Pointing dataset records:
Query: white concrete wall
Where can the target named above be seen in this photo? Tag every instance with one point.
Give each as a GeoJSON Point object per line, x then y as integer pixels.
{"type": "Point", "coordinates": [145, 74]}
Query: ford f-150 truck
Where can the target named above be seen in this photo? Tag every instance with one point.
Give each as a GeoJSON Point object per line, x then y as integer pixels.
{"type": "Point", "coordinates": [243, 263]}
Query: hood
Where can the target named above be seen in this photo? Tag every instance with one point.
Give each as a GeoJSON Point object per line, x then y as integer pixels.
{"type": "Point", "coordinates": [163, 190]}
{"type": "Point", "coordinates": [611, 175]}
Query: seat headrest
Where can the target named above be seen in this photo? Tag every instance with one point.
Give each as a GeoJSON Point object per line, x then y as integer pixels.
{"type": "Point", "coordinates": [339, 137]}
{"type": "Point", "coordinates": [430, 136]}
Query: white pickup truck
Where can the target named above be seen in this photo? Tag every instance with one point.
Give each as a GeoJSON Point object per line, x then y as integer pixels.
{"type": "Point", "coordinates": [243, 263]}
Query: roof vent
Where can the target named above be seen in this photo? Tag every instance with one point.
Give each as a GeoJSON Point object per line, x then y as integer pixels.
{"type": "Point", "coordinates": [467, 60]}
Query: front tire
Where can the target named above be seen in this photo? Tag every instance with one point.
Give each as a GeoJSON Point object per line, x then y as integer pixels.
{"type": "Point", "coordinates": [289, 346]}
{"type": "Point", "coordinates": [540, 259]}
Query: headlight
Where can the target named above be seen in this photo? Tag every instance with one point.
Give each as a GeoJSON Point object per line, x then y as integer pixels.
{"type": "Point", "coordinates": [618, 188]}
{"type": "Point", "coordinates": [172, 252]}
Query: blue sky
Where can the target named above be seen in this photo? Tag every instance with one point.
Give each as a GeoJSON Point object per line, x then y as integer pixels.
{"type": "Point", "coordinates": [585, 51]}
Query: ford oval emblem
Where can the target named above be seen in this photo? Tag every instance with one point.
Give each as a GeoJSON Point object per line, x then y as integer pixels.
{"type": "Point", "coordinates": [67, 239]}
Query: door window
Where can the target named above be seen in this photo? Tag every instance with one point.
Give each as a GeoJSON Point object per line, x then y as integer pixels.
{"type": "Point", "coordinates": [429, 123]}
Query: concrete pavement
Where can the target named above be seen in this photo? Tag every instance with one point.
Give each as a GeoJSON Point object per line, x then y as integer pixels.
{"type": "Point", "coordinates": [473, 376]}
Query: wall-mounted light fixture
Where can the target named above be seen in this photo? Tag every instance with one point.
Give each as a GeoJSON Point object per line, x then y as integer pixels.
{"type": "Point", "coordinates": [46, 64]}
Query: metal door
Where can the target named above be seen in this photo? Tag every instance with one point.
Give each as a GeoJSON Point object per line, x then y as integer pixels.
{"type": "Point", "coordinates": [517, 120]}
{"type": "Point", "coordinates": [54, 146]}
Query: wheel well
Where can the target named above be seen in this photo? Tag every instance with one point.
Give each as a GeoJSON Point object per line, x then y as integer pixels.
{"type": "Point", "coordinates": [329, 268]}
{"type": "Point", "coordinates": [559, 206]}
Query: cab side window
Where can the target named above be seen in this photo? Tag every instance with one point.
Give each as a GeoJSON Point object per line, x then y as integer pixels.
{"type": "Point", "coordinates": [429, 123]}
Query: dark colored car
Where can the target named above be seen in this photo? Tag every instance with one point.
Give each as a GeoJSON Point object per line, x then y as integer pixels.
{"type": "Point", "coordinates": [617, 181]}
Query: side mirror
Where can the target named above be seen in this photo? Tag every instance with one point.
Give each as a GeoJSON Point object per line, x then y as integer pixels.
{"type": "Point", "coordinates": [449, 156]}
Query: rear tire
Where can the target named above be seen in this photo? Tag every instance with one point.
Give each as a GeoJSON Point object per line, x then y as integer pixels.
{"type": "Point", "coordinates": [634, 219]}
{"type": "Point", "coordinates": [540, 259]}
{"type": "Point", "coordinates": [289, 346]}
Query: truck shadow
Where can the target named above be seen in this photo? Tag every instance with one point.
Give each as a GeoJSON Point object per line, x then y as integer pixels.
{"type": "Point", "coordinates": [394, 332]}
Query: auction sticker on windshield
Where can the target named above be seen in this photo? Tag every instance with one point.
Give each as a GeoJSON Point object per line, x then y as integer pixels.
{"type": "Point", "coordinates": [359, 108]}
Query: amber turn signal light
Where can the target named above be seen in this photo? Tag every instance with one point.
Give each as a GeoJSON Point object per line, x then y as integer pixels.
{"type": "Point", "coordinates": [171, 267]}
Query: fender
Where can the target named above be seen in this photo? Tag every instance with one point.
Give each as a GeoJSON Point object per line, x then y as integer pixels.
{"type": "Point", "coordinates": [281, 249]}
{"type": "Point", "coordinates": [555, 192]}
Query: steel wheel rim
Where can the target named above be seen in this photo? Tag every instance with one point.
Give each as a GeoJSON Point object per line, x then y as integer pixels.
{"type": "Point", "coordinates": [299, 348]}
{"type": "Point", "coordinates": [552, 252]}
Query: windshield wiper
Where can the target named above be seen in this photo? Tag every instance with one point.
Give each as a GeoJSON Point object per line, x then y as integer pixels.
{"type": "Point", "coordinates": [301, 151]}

SHORT PROBLEM
Carry over every line of the records from the line containing "Query: amber turn signal light" through the end of the records, adding 111 to each coordinate value in the answers.

EXERCISE RESULT
Query: amber turn signal light
Where can the target named above be seen in this photo? Tag every instance with one point.
Give each as a GeoJSON Point object per line, x then y as integer pixels.
{"type": "Point", "coordinates": [282, 378]}
Query: fender
Where can the target named above be seen in this photo? Tag every instance with one point.
Give each as a GeoJSON Point object per line, x then y as integer pixels.
{"type": "Point", "coordinates": [392, 360]}
{"type": "Point", "coordinates": [666, 303]}
Query: steel wheel rim
Where can the target named above be seen in this photo? Tag every instance with one point.
Give each as a GeoJSON Point object per line, x then y as integer pixels.
{"type": "Point", "coordinates": [410, 459]}
{"type": "Point", "coordinates": [663, 363]}
Query: windshield wiper
Where can the target named above be seen in this photo? Tag every instance with one point.
Give each as a GeoJSON Point object per line, x then y as integer pixels.
{"type": "Point", "coordinates": [412, 262]}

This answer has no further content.